SOURCE →
======

|Team members||12 players per side, 9 in the field and 3 extra|
|Equipment||None (except the two poles on the court)|
|Country or region||Indian subcontinent|
Kho kho or kho-kho is a traditional Indian sport that dates back to ancient India. It is the second most popular traditional tag game in the Indian subcontinent after kabaddi. Kho kho is played on a rectangular court with a central lane connecting two poles which are at either end of the court. During the game, nine players from the chasing team (attacking team) are on the field, with eight of them sitting (crouched) in the central lane, while three runners from the defending team run around the court and try to avoid being touched. Each sitting player on the chasing team faces the opposite direction of their adjacent teammates.
At any time, one player on the chasing team (the 'active chaser'/'attacker') may run around the court to attempt to tag (touch) members of the defending team, with one point scored per tag, and each tagged defender required to leave the field; however, the active chaser cannot cross the central lane to access the other half of the field, and can not change direction once they start running toward either pole. The chasing team can get around these restrictions if the active chaser either switches roles with a sitting teammate (by touching them on the back while saying "Kho") who is facing the other half of the court and therefore has access to it, or runs to the area behind either pole and then switches direction/half. Each team has two turns to score and two turns to defend, with each turn lasting nine minutes. The team that scores the most points by the end of the game wins.
The sport is widely played across South Asia, and also has a strong presence in the regions outside South Asia, such as South Africa and England. It is played most often by school children in India and Pakistan and is a competitive game. The first league of its kind called Ultimate Kho Kho was unveiled in India in August 2022.
Certain aspects of kho-kho's gameplay may have been mentioned in the Mahabharata. In pre-modern times, it is believed that a version of kho-kho known as Rathera was played on chariots (rath meaning "chariot" in Hindi). The modern form of the game was invented in 1914, with its rules and formalised structure being given by Pune's Deccan Gymkhana club. Kho-kho was demonstrated at the 1936 Berlin Olympics alongside other traditional Indian games. It is now a medal sport in the South Asian Games, having been played in the 2016 edition.
The field is 27 by 16 metres (89 by 52 ft), with a distance of 24 metres (79 ft) between the two poles, and the central lane having a width of 30 centimetres (12 in). Each of the cross lanes (which pass through the sitting areas that the chasers sit in, and go from one side of the court to the other) has a width of 35 centimetres (14 in). Each pole is 120 to 125 centimetres (47 to 49 in) high and 9 to 10 centimetres (3.5 to 3.9 in) in diameter. The poles are smooth and round, with no sharp edges. There are 1.5 m (4 ft 11 in)-long extensions of the court behind each of the poles known as "free zones", in which there are no restrictions on chasers' movements.

======

PARTS OF THE EXERCISE →
1 - Swap "active chaser" for "lead chaser" in the part of the kho kho text between "At any time, one" and "the game wins.", inclusive, and give that part again.
2 - Extend the kho kho text past its last sentence.

RAW DATA →

======

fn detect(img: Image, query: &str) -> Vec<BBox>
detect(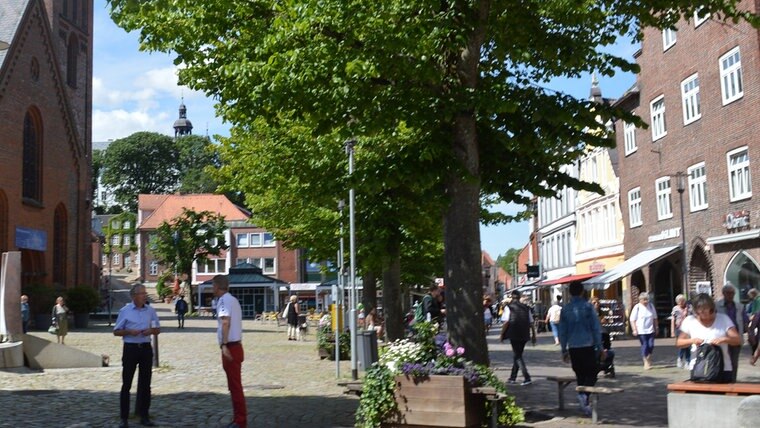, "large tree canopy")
[109,0,755,362]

======

RESULTS OF THE TASKS →
1 -
At any time, one player on the chasing team (the 'lead chaser'/'attacker') may run around the court to attempt to tag (touch) members of the defending team, with one point scored per tag, and each tagged defender required to leave the field; however, the lead chaser cannot cross the central lane to access the other half of the field, and can not change direction once they start running toward either pole. The chasing team can get around these restrictions if the lead chaser either switches roles with a sitting teammate (by touching them on the back while saying "Kho") who is facing the other half of the court and therefore has access to it, or runs to the area behind either pole and then switches direction/half. Each team has two turns to score and two turns to defend, with each turn lasting nine minutes. The team that scores the most points by the end of the game wins.

2 -
At the start of play, the active chaser starts off in one of the free zones, and can run into either half of the court to tag the three defenders. Once all three defenders have been tagged out or otherwise "dismissed", the next "batch" of three defenders comes onto the court.
The active chaser can switch roles with a sitting teammate by touching them on the back and shouting "kho"; this is known as the active chaser "giving a kho" to the sitting teammate. For the kho to be valid, it must be given before the active chaser has gone past the cross lane that the teammate is sitting within. Once a sitting chaser becomes active, they may only enter the half of the court which they were facing while they were sitting; additionally, once the newly active chaser steps to the left or right of the cross lane they were sitting in (or turns in such a way that their shoulders face towards either pole), they must continue in that direction until they have reached the free zone.
Violating any of these rules results in a "foul", in which case the active chaser can no longer attempt to tag any defenders. In order to clear the foul, the active chaser must move in the opposite direction of the one they were running in (i.e. away from the defenders they were chasing) until they have either given a kho to a teammate, or reached the appropriate free zone.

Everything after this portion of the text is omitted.